Task statement: Please repeat every entry below word for word, keeping each line and number unchanged.

Stored data:
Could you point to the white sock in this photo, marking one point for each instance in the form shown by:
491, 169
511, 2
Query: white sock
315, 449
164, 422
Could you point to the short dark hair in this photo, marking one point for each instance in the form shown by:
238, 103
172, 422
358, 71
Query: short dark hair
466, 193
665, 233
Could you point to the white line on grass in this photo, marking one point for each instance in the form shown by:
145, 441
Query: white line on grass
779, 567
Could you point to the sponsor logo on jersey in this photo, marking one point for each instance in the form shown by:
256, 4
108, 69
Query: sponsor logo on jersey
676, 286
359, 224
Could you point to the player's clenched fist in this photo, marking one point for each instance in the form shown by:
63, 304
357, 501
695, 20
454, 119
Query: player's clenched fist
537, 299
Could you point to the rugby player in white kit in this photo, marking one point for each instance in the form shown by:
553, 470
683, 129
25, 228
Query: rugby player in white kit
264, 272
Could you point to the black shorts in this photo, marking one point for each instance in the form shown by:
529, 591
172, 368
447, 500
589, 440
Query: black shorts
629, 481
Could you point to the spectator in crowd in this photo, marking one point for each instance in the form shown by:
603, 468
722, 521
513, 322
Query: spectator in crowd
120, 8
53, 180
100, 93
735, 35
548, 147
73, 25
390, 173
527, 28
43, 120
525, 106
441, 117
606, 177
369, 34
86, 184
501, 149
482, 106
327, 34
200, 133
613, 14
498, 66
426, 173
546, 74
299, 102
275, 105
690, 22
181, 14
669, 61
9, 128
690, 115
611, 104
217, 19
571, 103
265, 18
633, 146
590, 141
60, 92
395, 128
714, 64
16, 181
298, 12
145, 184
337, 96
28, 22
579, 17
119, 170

Correct result:
Could you point to the white sock in this photo, marking one point for each instance in the form shown by:
491, 169
511, 2
Query: white sock
315, 449
164, 422
Could you point to the short dark hair in this photo, marking one point for each instance in the form shown by:
238, 103
172, 422
358, 71
Query: short dark hair
466, 193
665, 233
Could you point to the white line on grass in this photo, marking one point for each instance in the form shown by:
145, 441
Query: white line on grass
779, 567
Could you point to the sponsor logo on jersey in this photo, marking one point for each instance in the form shown by:
256, 4
108, 69
Query: sponsor logo on jersey
676, 286
359, 224
Could you point to the player's clenched fist in this photo, marking one point for each instance in the form shown by:
63, 304
357, 501
695, 20
454, 119
Query: player's clenched fist
537, 299
Could you point to the rugby player in white kit in this photo, marking one point for each instance in the form shown by:
553, 470
683, 129
25, 228
Query: rugby player in white kit
264, 272
Could you point to the black shorts in this photo, marking one point for each instance in the form shown by:
529, 591
172, 368
447, 500
589, 440
Query: black shorts
629, 481
Could you point to the spectator in crowd in this photo, marking one point for each instance in the form shown by:
603, 468
722, 521
513, 322
Query: spectator in crowd
120, 8
53, 180
100, 93
735, 35
548, 147
73, 25
390, 173
527, 28
43, 120
525, 106
441, 117
606, 177
369, 34
86, 184
501, 149
482, 106
327, 34
200, 133
613, 14
498, 66
426, 173
546, 74
299, 102
275, 105
690, 22
181, 14
669, 61
9, 128
690, 115
611, 104
217, 19
571, 103
265, 18
633, 146
590, 141
60, 92
395, 128
714, 64
16, 181
298, 12
145, 184
337, 96
28, 22
579, 17
119, 170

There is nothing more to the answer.